--- Your instructions ---
Render the listing below as a two-column CSV with the headers "prompt" and "box" and one row per request. Put the request text in one quoted field and all of its answers together in the other, with line breaks turned into spaces.
+---+
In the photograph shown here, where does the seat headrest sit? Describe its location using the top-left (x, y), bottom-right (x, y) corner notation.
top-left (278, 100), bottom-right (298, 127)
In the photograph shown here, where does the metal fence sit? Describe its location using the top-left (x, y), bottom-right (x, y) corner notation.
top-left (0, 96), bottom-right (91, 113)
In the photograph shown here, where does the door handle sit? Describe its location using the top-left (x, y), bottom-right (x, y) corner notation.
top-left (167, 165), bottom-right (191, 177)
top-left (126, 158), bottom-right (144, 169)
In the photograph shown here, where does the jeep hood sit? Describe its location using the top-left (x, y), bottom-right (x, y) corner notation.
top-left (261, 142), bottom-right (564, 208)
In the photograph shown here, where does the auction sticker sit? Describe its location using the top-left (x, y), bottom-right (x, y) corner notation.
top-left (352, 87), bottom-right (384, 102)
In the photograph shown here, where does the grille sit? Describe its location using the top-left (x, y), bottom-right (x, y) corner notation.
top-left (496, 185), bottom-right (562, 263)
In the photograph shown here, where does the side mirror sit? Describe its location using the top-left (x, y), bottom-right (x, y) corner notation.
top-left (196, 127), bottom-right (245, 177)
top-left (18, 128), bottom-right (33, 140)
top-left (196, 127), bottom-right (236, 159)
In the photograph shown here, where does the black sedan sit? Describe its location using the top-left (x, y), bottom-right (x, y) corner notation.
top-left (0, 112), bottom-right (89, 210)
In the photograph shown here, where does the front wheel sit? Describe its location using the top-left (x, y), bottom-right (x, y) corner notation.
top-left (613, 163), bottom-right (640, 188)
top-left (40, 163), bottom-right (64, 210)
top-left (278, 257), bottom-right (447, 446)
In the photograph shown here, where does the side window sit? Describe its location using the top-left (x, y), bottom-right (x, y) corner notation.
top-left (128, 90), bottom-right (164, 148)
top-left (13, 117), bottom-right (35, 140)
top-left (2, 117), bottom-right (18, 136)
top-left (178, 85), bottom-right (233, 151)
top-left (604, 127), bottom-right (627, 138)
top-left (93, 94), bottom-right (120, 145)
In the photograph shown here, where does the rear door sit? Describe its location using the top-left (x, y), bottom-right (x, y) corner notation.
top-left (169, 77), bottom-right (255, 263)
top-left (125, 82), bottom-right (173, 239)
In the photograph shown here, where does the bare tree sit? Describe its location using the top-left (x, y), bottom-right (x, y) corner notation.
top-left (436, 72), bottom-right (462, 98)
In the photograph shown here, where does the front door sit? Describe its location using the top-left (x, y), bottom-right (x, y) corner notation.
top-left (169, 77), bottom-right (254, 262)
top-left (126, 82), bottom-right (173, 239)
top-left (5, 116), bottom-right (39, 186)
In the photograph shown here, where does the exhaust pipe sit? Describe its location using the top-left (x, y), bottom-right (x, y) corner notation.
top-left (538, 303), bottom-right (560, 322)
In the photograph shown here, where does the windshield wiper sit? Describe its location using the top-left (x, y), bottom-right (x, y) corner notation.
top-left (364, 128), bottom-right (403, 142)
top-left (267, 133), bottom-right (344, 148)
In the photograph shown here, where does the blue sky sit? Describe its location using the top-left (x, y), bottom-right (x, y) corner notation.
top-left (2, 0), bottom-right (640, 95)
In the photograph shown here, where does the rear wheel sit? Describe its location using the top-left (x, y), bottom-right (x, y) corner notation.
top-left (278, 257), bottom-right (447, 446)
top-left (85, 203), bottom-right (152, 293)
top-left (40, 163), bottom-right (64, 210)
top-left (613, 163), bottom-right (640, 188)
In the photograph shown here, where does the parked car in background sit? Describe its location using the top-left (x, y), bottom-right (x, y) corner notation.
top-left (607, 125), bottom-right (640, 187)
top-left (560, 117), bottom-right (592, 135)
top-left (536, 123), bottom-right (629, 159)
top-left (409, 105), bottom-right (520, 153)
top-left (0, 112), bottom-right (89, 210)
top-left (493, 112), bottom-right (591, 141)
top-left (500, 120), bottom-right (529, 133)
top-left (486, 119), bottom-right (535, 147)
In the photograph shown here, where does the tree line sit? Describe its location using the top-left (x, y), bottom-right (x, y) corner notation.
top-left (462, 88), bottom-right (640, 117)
+---+
--- The completed task ---
prompt,box
"In the photograph shown here, where does the seat headrest sit? Describe its location using the top-left (x, y), bottom-right (x, y) corner notation.","top-left (278, 100), bottom-right (298, 127)"
"In the photograph shown here, where does the metal fence sit? Describe its location using the top-left (x, y), bottom-right (x, y) corner notation.","top-left (0, 96), bottom-right (91, 113)"
"In the photograph shown here, where does the door handle sit? Describe its location using the top-left (x, y), bottom-right (x, y) corner notation.","top-left (167, 165), bottom-right (191, 177) top-left (126, 158), bottom-right (144, 169)"
"In the photograph shown here, where does the jeep hood sit? Describe its location using the top-left (x, y), bottom-right (x, y) corner notation.","top-left (261, 142), bottom-right (564, 208)"
"In the photograph shown here, where does the auction sticker sit? Describe its location using the top-left (x, y), bottom-right (x, y) corner notation.","top-left (352, 87), bottom-right (384, 102)"
"In the photograph shown here, where does the grille sit? Describe its location using the top-left (x, y), bottom-right (x, y) corner notation.","top-left (496, 185), bottom-right (562, 263)"
"In the photograph shown here, where does the side mirror sit? Describe its location using the top-left (x, y), bottom-right (x, y) corner notation.","top-left (196, 127), bottom-right (245, 177) top-left (18, 128), bottom-right (33, 140) top-left (196, 127), bottom-right (236, 159)"
"In the photograph shown here, where does the black sedan sit? Describe its location using the top-left (x, y), bottom-right (x, y) corner notation.","top-left (0, 112), bottom-right (89, 210)"
"In the photograph shown here, where does the front wheel sit? Describe its location using the top-left (x, y), bottom-right (x, y) corner notation.","top-left (613, 163), bottom-right (640, 188) top-left (40, 163), bottom-right (64, 210) top-left (278, 257), bottom-right (447, 446)"
"In the photograph shown here, where does the side window sit? Describe its location using the top-left (x, y), bottom-right (x, y) corner notation.","top-left (128, 90), bottom-right (164, 148) top-left (13, 117), bottom-right (35, 140) top-left (2, 117), bottom-right (18, 136) top-left (178, 85), bottom-right (233, 151) top-left (604, 127), bottom-right (627, 138) top-left (93, 94), bottom-right (120, 145)"
"In the photograph shown here, where does the rear door sit? Describe its location using the top-left (x, y), bottom-right (x, y) corner notation.","top-left (169, 77), bottom-right (255, 263) top-left (125, 82), bottom-right (173, 239)"
"In the photograph shown here, where does the bare tree sit? Describe its location using the top-left (x, y), bottom-right (x, y) corner notation.","top-left (436, 72), bottom-right (462, 98)"
"In the photograph shown here, where does the front door sit? Describe its location using the top-left (x, y), bottom-right (x, y) corner notation.","top-left (169, 77), bottom-right (254, 262) top-left (126, 82), bottom-right (173, 239) top-left (5, 116), bottom-right (39, 186)"
"In the photograph shown here, where does the exhaust pipe sit? Describe its location using the top-left (x, y), bottom-right (x, y) corner notation.","top-left (538, 303), bottom-right (560, 322)"
"In the photograph shown here, where does the windshield wiper sit? Describe its location using the top-left (x, y), bottom-right (x, y) corner notation.","top-left (364, 128), bottom-right (403, 142) top-left (267, 133), bottom-right (344, 148)"
"In the photograph shown here, where does the blue sky sit? Describe its location using the top-left (x, y), bottom-right (x, y) corner notation.","top-left (2, 0), bottom-right (640, 95)"
"In the photograph shown here, where does the rear wheel sit? Describe its location using the top-left (x, y), bottom-right (x, y) corner notation.","top-left (278, 257), bottom-right (447, 446) top-left (85, 203), bottom-right (152, 293) top-left (40, 163), bottom-right (64, 210) top-left (613, 163), bottom-right (640, 188)"
"In the photograph shown here, where does the parked car in background sit? Describe its location using the top-left (x, y), bottom-right (x, y) corner notation.","top-left (607, 125), bottom-right (640, 187) top-left (560, 117), bottom-right (592, 135) top-left (536, 123), bottom-right (629, 159) top-left (409, 105), bottom-right (520, 153) top-left (0, 112), bottom-right (89, 210) top-left (493, 112), bottom-right (591, 141) top-left (500, 120), bottom-right (529, 133) top-left (486, 119), bottom-right (535, 147)"
"In the photograph shown here, where does the tree line sit? Describe its location using the top-left (x, y), bottom-right (x, y) corner notation.","top-left (462, 88), bottom-right (640, 117)"